An exact transcription of the data below is needed.
--- START ---
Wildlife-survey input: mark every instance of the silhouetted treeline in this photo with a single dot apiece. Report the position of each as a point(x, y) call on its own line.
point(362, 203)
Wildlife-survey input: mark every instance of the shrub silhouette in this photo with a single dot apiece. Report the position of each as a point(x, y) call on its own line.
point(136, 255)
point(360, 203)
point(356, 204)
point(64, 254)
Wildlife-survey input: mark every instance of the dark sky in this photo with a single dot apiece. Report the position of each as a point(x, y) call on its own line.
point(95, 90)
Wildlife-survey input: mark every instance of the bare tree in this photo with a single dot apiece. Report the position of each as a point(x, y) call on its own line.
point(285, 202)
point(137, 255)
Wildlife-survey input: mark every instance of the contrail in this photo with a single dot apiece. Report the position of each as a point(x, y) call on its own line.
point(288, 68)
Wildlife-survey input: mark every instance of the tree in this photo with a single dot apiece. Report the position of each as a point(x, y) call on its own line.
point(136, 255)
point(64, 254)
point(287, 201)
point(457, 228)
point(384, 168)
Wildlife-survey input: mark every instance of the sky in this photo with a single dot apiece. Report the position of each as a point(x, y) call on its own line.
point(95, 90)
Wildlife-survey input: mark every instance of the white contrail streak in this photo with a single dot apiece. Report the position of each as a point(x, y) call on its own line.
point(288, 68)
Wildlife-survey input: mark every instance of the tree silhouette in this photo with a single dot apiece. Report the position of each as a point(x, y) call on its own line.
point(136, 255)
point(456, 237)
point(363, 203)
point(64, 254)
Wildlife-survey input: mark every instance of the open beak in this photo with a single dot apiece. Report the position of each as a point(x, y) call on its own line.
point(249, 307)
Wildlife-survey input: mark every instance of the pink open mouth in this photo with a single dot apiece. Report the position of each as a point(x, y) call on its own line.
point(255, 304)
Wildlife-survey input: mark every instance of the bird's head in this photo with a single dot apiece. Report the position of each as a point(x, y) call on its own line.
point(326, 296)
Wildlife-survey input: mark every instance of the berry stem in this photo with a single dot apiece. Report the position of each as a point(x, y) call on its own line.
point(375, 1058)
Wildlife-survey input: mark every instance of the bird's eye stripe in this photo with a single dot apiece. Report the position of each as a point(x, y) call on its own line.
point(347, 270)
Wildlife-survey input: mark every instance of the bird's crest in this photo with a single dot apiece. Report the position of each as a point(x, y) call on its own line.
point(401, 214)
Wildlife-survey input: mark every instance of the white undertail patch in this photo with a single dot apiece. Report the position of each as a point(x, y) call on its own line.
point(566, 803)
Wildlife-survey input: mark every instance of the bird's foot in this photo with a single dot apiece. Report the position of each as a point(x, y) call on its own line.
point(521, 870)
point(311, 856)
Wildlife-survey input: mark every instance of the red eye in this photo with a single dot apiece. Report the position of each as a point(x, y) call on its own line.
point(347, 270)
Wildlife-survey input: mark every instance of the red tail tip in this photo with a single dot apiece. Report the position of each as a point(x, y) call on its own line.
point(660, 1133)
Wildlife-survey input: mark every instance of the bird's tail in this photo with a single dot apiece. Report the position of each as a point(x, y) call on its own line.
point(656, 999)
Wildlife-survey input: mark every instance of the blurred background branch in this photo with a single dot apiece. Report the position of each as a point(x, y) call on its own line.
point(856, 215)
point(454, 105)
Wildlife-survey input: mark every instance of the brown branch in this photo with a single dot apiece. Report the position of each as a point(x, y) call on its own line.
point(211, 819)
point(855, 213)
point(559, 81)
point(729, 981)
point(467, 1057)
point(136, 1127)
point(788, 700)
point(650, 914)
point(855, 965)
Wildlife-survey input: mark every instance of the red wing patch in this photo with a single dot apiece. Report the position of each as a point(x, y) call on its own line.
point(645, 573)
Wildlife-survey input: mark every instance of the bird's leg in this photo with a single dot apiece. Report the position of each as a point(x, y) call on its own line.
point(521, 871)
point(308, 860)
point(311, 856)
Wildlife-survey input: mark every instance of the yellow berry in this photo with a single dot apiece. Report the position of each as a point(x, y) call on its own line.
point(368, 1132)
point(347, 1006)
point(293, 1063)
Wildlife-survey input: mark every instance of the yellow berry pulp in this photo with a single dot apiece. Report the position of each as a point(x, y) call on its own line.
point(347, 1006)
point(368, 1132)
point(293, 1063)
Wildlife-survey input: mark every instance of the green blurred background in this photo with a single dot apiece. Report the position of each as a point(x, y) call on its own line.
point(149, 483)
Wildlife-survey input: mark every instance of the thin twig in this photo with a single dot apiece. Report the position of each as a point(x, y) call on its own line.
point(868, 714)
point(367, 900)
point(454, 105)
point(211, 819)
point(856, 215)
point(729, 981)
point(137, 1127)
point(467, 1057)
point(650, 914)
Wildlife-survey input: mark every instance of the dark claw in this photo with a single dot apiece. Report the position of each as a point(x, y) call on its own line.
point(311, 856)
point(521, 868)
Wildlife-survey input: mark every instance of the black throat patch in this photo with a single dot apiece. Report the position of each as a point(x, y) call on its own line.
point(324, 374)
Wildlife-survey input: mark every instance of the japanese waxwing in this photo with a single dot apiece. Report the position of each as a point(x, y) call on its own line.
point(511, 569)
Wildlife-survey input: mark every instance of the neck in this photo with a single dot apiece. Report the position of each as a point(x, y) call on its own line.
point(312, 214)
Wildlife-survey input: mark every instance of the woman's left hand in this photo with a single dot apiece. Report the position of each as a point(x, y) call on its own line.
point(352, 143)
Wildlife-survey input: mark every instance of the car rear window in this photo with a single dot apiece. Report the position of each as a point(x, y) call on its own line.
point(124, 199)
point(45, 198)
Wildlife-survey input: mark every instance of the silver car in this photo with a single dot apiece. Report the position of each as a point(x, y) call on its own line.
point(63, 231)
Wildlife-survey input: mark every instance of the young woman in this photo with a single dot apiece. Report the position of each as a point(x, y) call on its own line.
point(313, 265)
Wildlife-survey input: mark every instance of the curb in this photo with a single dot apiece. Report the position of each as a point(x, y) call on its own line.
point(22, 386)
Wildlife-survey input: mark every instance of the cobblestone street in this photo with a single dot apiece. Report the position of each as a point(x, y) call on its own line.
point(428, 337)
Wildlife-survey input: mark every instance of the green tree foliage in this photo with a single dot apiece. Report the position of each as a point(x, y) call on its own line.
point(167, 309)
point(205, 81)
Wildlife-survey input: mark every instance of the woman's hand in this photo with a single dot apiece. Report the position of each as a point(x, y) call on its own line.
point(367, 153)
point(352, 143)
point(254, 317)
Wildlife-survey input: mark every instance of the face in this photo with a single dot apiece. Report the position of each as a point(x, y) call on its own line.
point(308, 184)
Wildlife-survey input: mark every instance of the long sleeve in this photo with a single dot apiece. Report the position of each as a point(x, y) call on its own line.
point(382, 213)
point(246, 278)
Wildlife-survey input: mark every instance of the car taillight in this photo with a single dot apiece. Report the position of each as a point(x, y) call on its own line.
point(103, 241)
--- END ---
### Reply to the exercise
Wildlife-survey input: mark every instance of the silhouetted treeline in this photo with a single dot apiece. Report the position of each as a point(x, y) call on its own line.
point(362, 203)
Wildlife-survey input: mark every instance of the shrub silhouette in this photo with a single dot apiece. Report the position of each as a point(x, y) call on its own line.
point(136, 255)
point(360, 203)
point(356, 204)
point(64, 254)
Wildlife-survey input: mark every instance of the dark sky in this photo with a single dot apiece. Report the position of each as a point(x, y) call on its own line.
point(95, 90)
Wildlife-survey input: mark every instance of the bare tree in this photo with a single dot apiece. Report the position of each as a point(x, y) call on its own line.
point(285, 202)
point(137, 255)
Wildlife-survey input: mark every instance of the contrail in this photo with a single dot apiece. Report the position of each as a point(x, y) call on its own line.
point(288, 68)
Wildlife-survey input: mark every instance of the tree in this photo with a single dot apiece. Report the position of each as a point(x, y) call on its own line.
point(136, 255)
point(64, 254)
point(287, 201)
point(457, 228)
point(384, 168)
Wildlife-survey input: mark every instance of the sky in this photo with a single dot apiece. Report the position of each as a point(x, y) call on its own line.
point(95, 90)
Wildlife-survey input: mark every instance of the white contrail streak in this photo with a single dot apiece. Report the position of each as a point(x, y) call on its own line.
point(288, 68)
Wildlife-survey input: mark every instance of the tree silhouette in this photo with a single dot apiece. Report the position of each as a point(x, y) call on its own line.
point(136, 255)
point(456, 237)
point(363, 203)
point(64, 254)
Wildlife-survey input: mark every instance of the open beak in this photo with a single dot apiece. Report the position of each as a point(x, y) call on its own line.
point(249, 307)
Wildlife-survey input: mark every instance of the pink open mouth in this photo with a single dot apiece. Report the position of each as a point(x, y) call on its own line.
point(255, 304)
Wildlife-survey input: mark every instance of the bird's head in this photo with a single dot apiece. Report the position of each as a point(x, y) call on its own line.
point(326, 296)
Wildlife-survey input: mark every instance of the berry stem in this photo with a single dot apiece. Report the position of each as a point(x, y) call on its own line.
point(375, 1058)
Wildlife-survey input: mark every instance of the bird's eye stripe in this photo with a single dot apiece. Report the position of each as a point(x, y) call on its own line.
point(347, 270)
Wildlife-survey input: mark every instance of the bird's crest in this photo with a single dot apiece. Report the position of each as a point(x, y) call on its own line.
point(401, 214)
Wildlife-survey input: mark every instance of the white undertail patch in this photo with a single dot apiece. Report the position of each as a point(x, y) call on its own line.
point(566, 803)
Wildlife-survey input: mark every instance of the bird's foot in this photo with a single dot apiece. Report the position of each as a point(x, y) call on its own line.
point(521, 870)
point(311, 856)
Wildlife-survey input: mark every instance of the red eye in this photo with a single dot apiece. Report the position of each as a point(x, y) call on its own line.
point(347, 270)
Wildlife-survey input: mark every instance of the red tail tip in this photo with a single dot apiece. Report the position of each as a point(x, y) call on its own line.
point(660, 1133)
Wildlife-survey input: mark every instance of the bird's tail in this photo with a single dot apiece. Report the position of each as a point(x, y) call on its own line.
point(656, 999)
Wildlife-survey input: mark every instance of the blurred background branch in this photo with a single dot apiece. Report the position of each as a point(x, y) call on its own line.
point(856, 215)
point(454, 105)
Wildlife-survey input: mark every instance of the brown branch in this photo with a single dot apiece. Report the position of each as a point(x, y) call on its own line.
point(211, 819)
point(855, 213)
point(559, 81)
point(729, 981)
point(467, 1057)
point(136, 1127)
point(788, 700)
point(650, 914)
point(855, 965)
Wildlife-survey input: mark every instance of the red wing patch in this photo with a single dot apiece. Report the position of each as a point(x, y) call on its own line.
point(645, 573)
Wildlife-survey input: mark every instance of the bird's leg in this photo with a single dot apiece. Report the position of each as a point(x, y) call on its own line.
point(521, 871)
point(308, 860)
point(311, 856)
Wildlife-survey input: mark every instance of the yellow berry in this photo with a single dot apiece. Report the position of each as a point(x, y) call on its own line.
point(368, 1132)
point(347, 1006)
point(293, 1063)
Wildlife-survey input: mark every instance of the yellow berry pulp in this photo with a single dot apiece. Report the position of each as a point(x, y) call on its own line.
point(347, 1006)
point(368, 1132)
point(293, 1063)
Wildlife-survey input: mark every instance of the green blurred background in this photo with a single dot apiece. Report the position of each as a point(x, y) call on its own line.
point(149, 483)
Wildlife-survey input: mark every instance of the thin twig in this photo with a single dot apiece. Report the position of each as a point(x, y) call on its own line.
point(868, 714)
point(367, 900)
point(454, 105)
point(211, 819)
point(856, 215)
point(729, 981)
point(137, 1127)
point(467, 1057)
point(650, 914)
Wildlife-survey input: mark every instance of the dark claw in this photo with a single dot apiece. Report the position of each as a point(x, y) call on its own line.
point(311, 856)
point(521, 868)
Wildlife-survey input: mark every instance of the black throat patch in this photo with a single dot apiece. Report the position of each as a point(x, y) call on its own line.
point(324, 374)
Wildlife-survey input: mark every instance of the japanese waxwing in this photo with a single dot apiece. Report the position of each as a point(x, y) call on its own line.
point(511, 569)
Wildlife-survey input: mark every instance of the neck in this photo with a single dot apiece. Report the position of each as a point(x, y) call on its own line.
point(312, 214)
Wildlife-survey input: mark every instance of the woman's left hand in this photo with a single dot apiece. Report the position of each as a point(x, y) call on its own line.
point(352, 143)
Wildlife-survey input: mark every instance of the car rear window in this photo with a single dot apiece. Report the position of each as a point(x, y) call on its own line.
point(124, 199)
point(45, 198)
Wildlife-survey input: mark every instance of the silver car in this photo with a single dot apiece. Report the position of each as a point(x, y) call on its own line.
point(63, 231)
Wildlife-survey input: mark every instance of the young woman in this photo with a single dot apiece. Report the position of each as a point(x, y) call on its own line.
point(313, 265)
Wildlife-survey input: mark every instance of the curb in this photo with a single dot apiece. Report the position of each as a point(x, y) call on its own line.
point(22, 386)
Wildlife-survey input: mark every instance of the cobblestone street in this photo with a single dot apiece. Report the position of each as a point(x, y) call on its own line.
point(428, 337)
Wildlife-survey input: mark every instance of the green tree foliage in this photo with a single dot apiece. Report the position of each as a point(x, y) call on its own line.
point(167, 309)
point(205, 81)
Wildlife-survey input: mark every instance of the woman's hand in this photo with a single dot apiece. Report the position of each as a point(x, y) call on its own line.
point(367, 153)
point(352, 143)
point(254, 317)
Wildlife-survey input: mark every instance of the face in this photo with a single dot apiece. Report the position of each as a point(x, y) call on its own line.
point(308, 184)
Wildlife-survey input: mark every instance of the long sleeve in this photo with a single dot apiece. Report the position of each as a point(x, y) call on its own line.
point(382, 213)
point(246, 278)
Wildlife-survey input: mark every instance of the car taillight in this photo with a single dot apiece. Report the position of each as a point(x, y) call on its own line.
point(103, 241)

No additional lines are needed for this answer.